┌────────

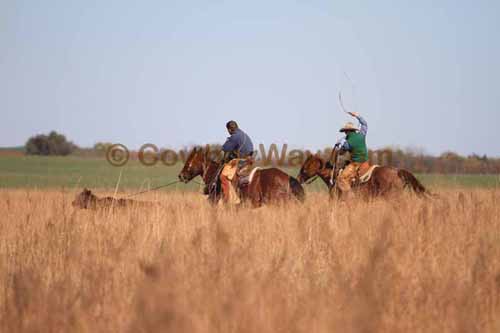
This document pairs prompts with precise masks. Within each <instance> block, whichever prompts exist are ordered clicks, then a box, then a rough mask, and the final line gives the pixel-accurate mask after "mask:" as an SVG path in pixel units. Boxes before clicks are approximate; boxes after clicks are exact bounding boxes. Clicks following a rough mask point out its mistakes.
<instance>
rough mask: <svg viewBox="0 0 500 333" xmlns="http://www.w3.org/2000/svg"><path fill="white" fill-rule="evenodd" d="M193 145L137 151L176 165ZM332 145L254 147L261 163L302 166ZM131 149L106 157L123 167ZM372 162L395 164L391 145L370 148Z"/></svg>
mask: <svg viewBox="0 0 500 333" xmlns="http://www.w3.org/2000/svg"><path fill="white" fill-rule="evenodd" d="M191 151H192V149H190V150H188V149H181V150H178V151H175V150H173V149H159V148H158V146H156V145H154V144H152V143H146V144H144V145H142V146H141V148H140V149H139V151H138V152H137V158H138V160H139V162H140V163H141V164H142V165H144V166H155V165H157V164H158V163H162V164H163V165H164V166H174V165H176V164H177V163H178V162H182V163H185V162H186V160H187V158H188V156H189V154H190V152H191ZM331 151H332V148H326V149H323V150H317V151H316V152H312V151H311V150H302V149H292V150H290V151H288V145H287V144H286V143H285V144H283V145H282V146H281V149H278V145H276V144H274V143H273V144H271V145H270V146H269V148H266V146H265V145H263V144H259V149H258V150H256V151H254V155H253V156H254V157H255V161H256V164H258V165H261V166H270V165H272V166H281V167H300V166H301V165H302V164H303V163H304V161H305V160H306V159H307V157H309V156H310V155H313V154H319V155H320V156H321V157H322V158H323V159H325V160H328V159H329V158H330V156H331ZM222 155H223V152H222V150H221V148H220V147H218V148H212V147H210V150H209V158H211V159H212V160H217V159H220V158H221V157H222ZM130 157H131V153H130V151H129V149H128V148H127V147H126V146H125V145H123V144H121V143H116V144H113V145H111V146H109V147H108V149H107V150H106V160H107V161H108V162H109V163H110V164H111V165H113V166H117V167H121V166H124V165H126V164H127V163H128V161H129V160H130ZM368 157H369V162H370V163H372V164H373V163H376V164H383V165H391V164H392V151H391V150H390V149H382V150H370V151H369V152H368Z"/></svg>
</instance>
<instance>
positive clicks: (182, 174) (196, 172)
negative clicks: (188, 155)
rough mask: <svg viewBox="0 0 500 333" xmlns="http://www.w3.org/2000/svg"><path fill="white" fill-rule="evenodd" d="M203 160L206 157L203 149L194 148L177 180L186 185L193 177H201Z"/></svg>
mask: <svg viewBox="0 0 500 333" xmlns="http://www.w3.org/2000/svg"><path fill="white" fill-rule="evenodd" d="M205 159H206V156H205V153H204V152H203V149H202V148H201V147H194V148H193V150H192V151H191V153H190V154H189V156H188V158H187V159H186V163H185V164H184V167H183V168H182V170H181V172H180V173H179V180H180V181H182V182H184V183H187V182H189V181H190V180H191V179H193V178H194V177H196V176H200V175H202V174H203V166H204V164H205Z"/></svg>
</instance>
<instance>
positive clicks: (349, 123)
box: [339, 122, 358, 132]
mask: <svg viewBox="0 0 500 333" xmlns="http://www.w3.org/2000/svg"><path fill="white" fill-rule="evenodd" d="M357 130H358V128H357V127H356V126H355V125H354V124H353V123H351V122H348V123H346V124H345V125H344V127H342V128H341V129H340V130H339V132H347V131H357Z"/></svg>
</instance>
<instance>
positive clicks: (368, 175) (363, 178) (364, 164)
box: [332, 162, 379, 185]
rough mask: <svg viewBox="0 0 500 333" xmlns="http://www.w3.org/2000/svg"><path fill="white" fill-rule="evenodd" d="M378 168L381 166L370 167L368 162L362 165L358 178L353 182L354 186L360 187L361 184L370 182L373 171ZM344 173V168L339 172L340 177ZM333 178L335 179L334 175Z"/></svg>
mask: <svg viewBox="0 0 500 333" xmlns="http://www.w3.org/2000/svg"><path fill="white" fill-rule="evenodd" d="M346 166H347V164H346ZM344 167H345V166H344ZM378 167H379V165H377V164H374V165H370V163H368V162H364V163H362V164H361V165H360V166H359V168H358V174H357V177H356V178H354V179H353V180H352V185H356V184H357V185H359V184H363V183H366V182H368V181H369V180H370V179H371V177H372V174H373V170H375V169H376V168H378ZM342 171H344V168H342V169H340V170H339V175H341V174H342ZM332 172H333V170H332ZM332 177H333V174H332Z"/></svg>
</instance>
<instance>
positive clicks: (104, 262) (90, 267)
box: [0, 190, 500, 332]
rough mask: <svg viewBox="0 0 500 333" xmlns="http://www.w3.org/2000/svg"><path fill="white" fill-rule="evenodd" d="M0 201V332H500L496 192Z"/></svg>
mask: <svg viewBox="0 0 500 333" xmlns="http://www.w3.org/2000/svg"><path fill="white" fill-rule="evenodd" d="M0 198H1V199H0V282H1V284H0V286H1V290H0V331H2V332H158V331H162V332H169V331H171V332H377V331H380V332H408V331H411V332H498V331H500V208H499V204H500V191H496V190H491V191H486V190H483V191H479V190H478V191H469V192H464V193H458V192H447V193H441V199H436V200H433V201H422V200H418V199H416V198H415V197H413V196H410V195H408V196H405V197H403V198H401V199H400V200H397V201H395V202H392V203H387V202H382V201H376V202H372V203H358V204H352V205H350V206H336V205H332V204H331V203H330V202H329V201H328V200H327V198H326V196H325V195H322V194H311V195H310V196H309V197H308V199H307V201H306V203H305V204H304V205H296V204H291V205H286V206H281V207H264V208H260V209H256V210H249V209H241V210H234V209H213V208H211V207H209V206H208V205H207V204H206V203H205V201H204V199H203V198H202V197H201V195H199V194H195V193H191V194H189V193H187V194H182V193H174V194H155V195H150V196H147V197H145V198H141V199H149V200H156V201H159V202H161V204H159V205H158V206H157V207H154V208H152V209H150V210H147V209H139V208H132V209H123V210H114V211H101V212H92V211H84V210H74V209H73V207H71V204H70V203H71V200H72V199H73V194H71V193H63V192H49V191H33V190H25V191H23V190H19V191H5V190H4V191H1V192H0Z"/></svg>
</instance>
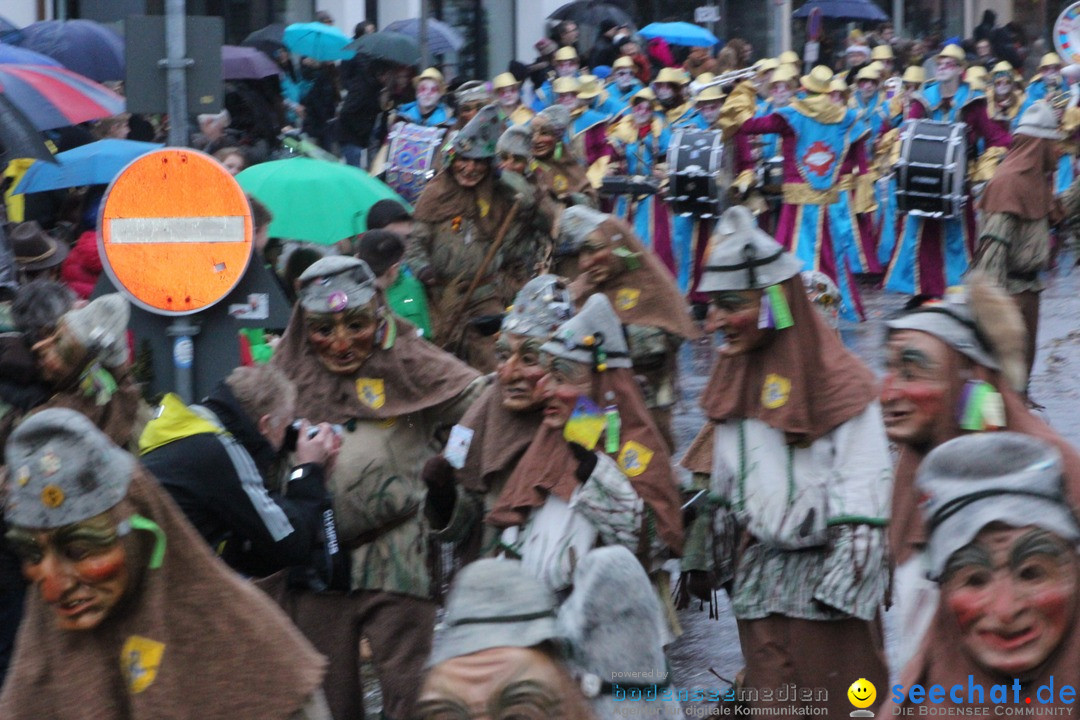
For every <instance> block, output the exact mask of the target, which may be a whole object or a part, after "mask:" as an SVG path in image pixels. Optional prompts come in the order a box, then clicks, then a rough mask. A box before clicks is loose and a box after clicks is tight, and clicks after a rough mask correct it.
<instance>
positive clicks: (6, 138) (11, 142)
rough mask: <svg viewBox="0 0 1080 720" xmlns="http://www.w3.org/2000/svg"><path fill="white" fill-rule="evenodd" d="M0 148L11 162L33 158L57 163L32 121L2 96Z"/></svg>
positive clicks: (32, 158)
mask: <svg viewBox="0 0 1080 720" xmlns="http://www.w3.org/2000/svg"><path fill="white" fill-rule="evenodd" d="M0 146H3V148H2V150H3V152H4V153H5V154H6V157H8V159H9V160H10V159H12V158H32V159H35V160H44V161H45V162H50V163H55V162H56V159H55V158H53V153H51V152H49V148H48V147H45V141H44V140H43V139H42V138H41V133H40V132H38V128H37V127H35V125H33V123H32V122H31V121H30V119H29V118H27V117H26V116H25V114H24V113H23V111H22V110H19V109H18V108H17V107H15V104H14V103H12V101H11V100H9V99H8V98H6V97H4V96H3V95H0Z"/></svg>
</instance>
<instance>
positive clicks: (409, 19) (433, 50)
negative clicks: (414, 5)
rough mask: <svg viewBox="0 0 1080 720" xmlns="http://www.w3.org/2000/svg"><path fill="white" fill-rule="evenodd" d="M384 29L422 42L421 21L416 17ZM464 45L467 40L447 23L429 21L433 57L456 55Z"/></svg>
mask: <svg viewBox="0 0 1080 720" xmlns="http://www.w3.org/2000/svg"><path fill="white" fill-rule="evenodd" d="M383 29H384V30H392V31H393V32H401V33H402V35H407V36H409V37H410V38H415V39H416V41H417V42H420V21H419V19H418V18H416V17H414V18H413V19H407V21H397V22H396V23H391V24H390V25H388V26H387V27H384V28H383ZM464 44H465V39H464V38H462V37H461V33H460V32H458V31H457V30H455V29H454V28H453V27H450V26H449V25H447V24H446V23H442V22H440V21H434V19H429V21H428V52H430V53H431V54H432V55H442V54H443V53H456V52H458V51H459V50H461V49H462V47H464Z"/></svg>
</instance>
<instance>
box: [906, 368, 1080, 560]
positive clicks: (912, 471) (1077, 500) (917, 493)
mask: <svg viewBox="0 0 1080 720" xmlns="http://www.w3.org/2000/svg"><path fill="white" fill-rule="evenodd" d="M949 353H950V355H951V356H953V364H954V365H955V366H959V365H960V364H961V363H963V362H964V361H966V358H964V357H963V356H962V355H961V354H960V353H959V352H958V351H956V350H953V349H951V348H949ZM953 376H954V377H959V375H958V372H954V373H953ZM975 378H976V379H981V380H985V381H986V382H989V383H990V384H991V385H994V386H995V389H996V390H997V391H998V392H999V393H1001V397H1002V399H1003V400H1004V405H1005V427H1004V430H1008V431H1011V432H1014V433H1023V434H1025V435H1030V436H1032V437H1038V438H1039V439H1042V440H1045V441H1047V443H1050V444H1051V445H1053V446H1054V447H1055V448H1057V451H1058V452H1061V453H1062V463H1063V466H1064V471H1065V472H1064V478H1063V481H1064V485H1065V494H1066V497H1067V498H1068V499H1069V504H1070V506H1071V507H1072V508H1074V512H1080V453H1078V452H1077V451H1076V449H1075V448H1074V447H1072V446H1071V445H1069V444H1068V443H1067V441H1066V440H1065V439H1064V438H1063V437H1062V436H1061V435H1058V434H1057V433H1056V432H1054V431H1053V430H1052V429H1051V427H1050V425H1048V424H1047V423H1044V422H1043V421H1042V420H1040V419H1039V418H1037V417H1036V416H1035V415H1032V413H1031V411H1030V410H1028V409H1027V406H1026V405H1025V403H1024V399H1023V398H1022V397H1021V396H1020V395H1018V394H1017V393H1016V392H1015V391H1014V390H1012V389H1011V388H1010V386H1009V384H1008V383H1007V382H1005V381H1004V380H1003V379H1002V377H1001V375H1000V373H999V372H996V371H994V370H990V369H988V368H985V367H982V366H975ZM954 384H955V385H956V386H955V388H954V389H953V392H951V397H950V398H949V402H948V403H947V405H946V407H956V406H957V405H958V404H959V397H960V392H961V390H962V386H963V383H960V382H957V383H954ZM953 427H954V429H955V434H954V435H953V436H951V437H957V436H959V435H960V434H961V431H960V429H959V427H958V426H956V424H955V423H953ZM951 437H949V438H946V439H951ZM943 441H944V440H943ZM930 449H932V448H928V449H927V450H924V451H923V450H919V449H917V448H914V447H912V446H909V445H905V446H902V447H901V450H900V458H899V459H897V460H896V474H895V478H894V479H893V485H892V505H891V506H892V516H891V519H890V521H889V547H890V548H891V551H892V562H893V566H894V567H895V566H901V565H903V563H904V562H905V561H906V560H907V559H908V558H910V557H912V555H913V554H914V553H916V552H918V551H919V549H921V548H922V546H923V545H926V542H927V529H926V524H924V519H923V517H922V512H921V511H920V510H919V491H918V489H917V488H916V487H915V476H916V473H917V472H918V470H919V465H920V464H921V463H922V460H923V458H926V457H927V453H929V451H930Z"/></svg>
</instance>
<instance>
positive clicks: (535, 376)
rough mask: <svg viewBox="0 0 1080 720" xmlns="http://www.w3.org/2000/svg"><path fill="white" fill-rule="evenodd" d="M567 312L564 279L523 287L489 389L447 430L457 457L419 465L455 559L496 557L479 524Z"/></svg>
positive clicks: (531, 434)
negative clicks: (453, 440) (451, 441)
mask: <svg viewBox="0 0 1080 720" xmlns="http://www.w3.org/2000/svg"><path fill="white" fill-rule="evenodd" d="M585 209H586V212H589V213H594V212H595V210H589V209H588V208H585ZM578 210H581V208H580V207H577V206H575V207H573V208H569V209H567V212H566V215H567V216H569V217H566V218H565V221H566V222H567V223H570V225H572V222H573V216H575V215H576V214H577V212H578ZM573 312H575V307H573V298H572V296H571V295H570V291H569V289H568V288H567V286H566V282H565V281H564V280H562V279H559V277H557V276H555V275H539V276H537V277H534V279H532V280H530V281H529V282H528V283H526V284H525V287H523V288H522V289H521V290H519V291H518V293H517V296H516V297H515V298H514V303H513V304H512V305H510V308H509V309H508V310H507V314H505V315H504V316H503V318H502V327H501V329H500V330H499V336H498V339H497V340H496V349H497V354H498V358H499V364H498V365H497V366H496V370H495V382H494V383H492V384H491V385H490V386H488V389H487V390H485V391H484V393H483V394H482V395H481V396H480V397H478V398H477V399H476V402H475V403H473V404H472V406H471V407H470V408H469V411H468V412H465V415H464V417H463V418H462V419H461V422H460V423H459V426H458V427H457V429H455V430H454V431H453V432H454V433H455V435H460V436H461V437H468V439H467V440H464V441H463V443H460V444H458V445H457V447H456V449H455V452H456V453H457V454H456V456H455V454H453V453H450V452H446V453H445V454H446V457H444V456H435V457H434V458H432V459H431V460H429V461H428V463H427V464H426V465H424V468H423V472H422V473H421V478H422V479H423V480H424V483H427V485H428V497H427V501H426V506H424V516H426V518H427V519H428V522H429V525H430V526H431V528H432V530H433V531H434V532H433V534H434V536H435V538H436V539H437V540H438V541H440V542H443V543H454V544H455V545H456V546H457V548H456V551H455V554H456V557H459V558H461V559H462V561H463V562H470V561H472V560H475V559H477V558H482V557H491V556H494V555H496V554H497V553H498V551H499V542H498V541H499V532H498V530H497V529H496V528H495V527H492V526H489V525H485V524H484V521H483V520H484V516H485V515H486V514H487V512H488V511H489V510H490V508H491V507H492V506H494V505H495V502H496V500H497V499H498V497H499V494H500V493H501V492H502V488H503V487H504V486H505V484H507V479H508V478H509V477H510V475H511V474H512V473H513V472H514V468H515V467H516V466H517V463H518V461H519V460H521V459H522V456H523V454H525V451H526V450H527V449H528V447H529V445H531V443H532V438H534V437H535V436H536V434H537V431H538V430H539V429H540V424H541V421H542V420H543V415H542V413H543V399H542V391H543V389H542V386H540V384H539V382H540V379H541V378H542V377H543V375H544V370H543V366H542V364H541V362H540V347H541V345H542V344H543V343H544V342H546V341H548V340H550V339H551V336H552V335H553V334H554V332H555V330H556V329H557V328H558V326H559V325H562V324H563V323H564V322H566V321H568V320H569V318H570V317H572V316H573Z"/></svg>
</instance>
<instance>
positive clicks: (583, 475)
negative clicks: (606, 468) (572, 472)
mask: <svg viewBox="0 0 1080 720" xmlns="http://www.w3.org/2000/svg"><path fill="white" fill-rule="evenodd" d="M569 445H570V452H572V453H573V457H575V459H577V461H578V468H577V470H576V471H575V472H573V476H575V477H577V478H578V483H584V481H585V480H588V479H589V476H590V475H592V474H593V471H594V470H596V463H597V462H598V459H597V458H596V453H595V452H593V451H592V450H586V449H585V448H584V446H583V445H578V444H577V443H570V444H569Z"/></svg>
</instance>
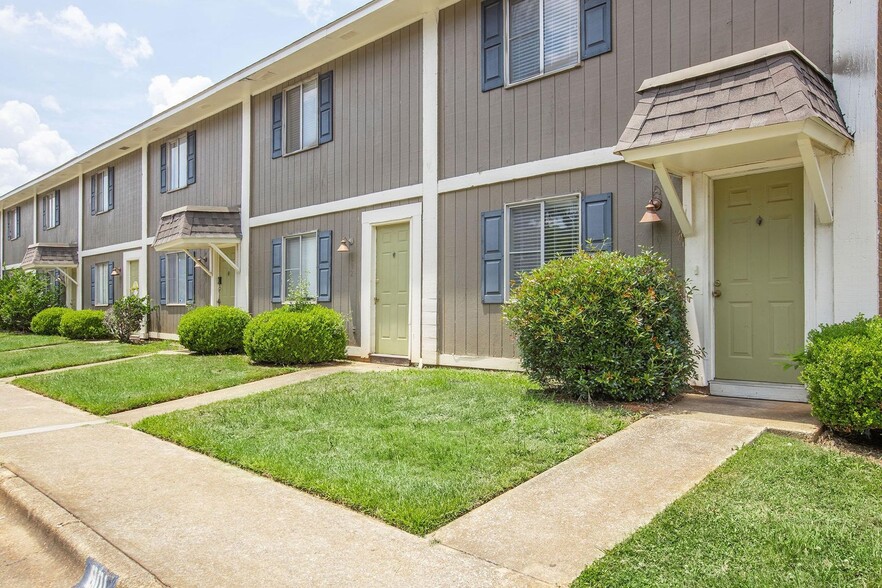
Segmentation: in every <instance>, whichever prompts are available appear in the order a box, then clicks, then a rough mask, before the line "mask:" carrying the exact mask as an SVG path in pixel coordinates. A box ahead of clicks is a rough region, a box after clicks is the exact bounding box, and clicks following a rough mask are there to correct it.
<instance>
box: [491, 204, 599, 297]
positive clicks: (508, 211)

└────────

▶ _Work instruction_: Extract every line of the material that contains the word "negative".

▶ _Solution to this problem_:
negative clicks: (188, 155)
negative clicks: (414, 5)
negative clicks: (453, 440) (451, 441)
negative clicks: (606, 468) (572, 472)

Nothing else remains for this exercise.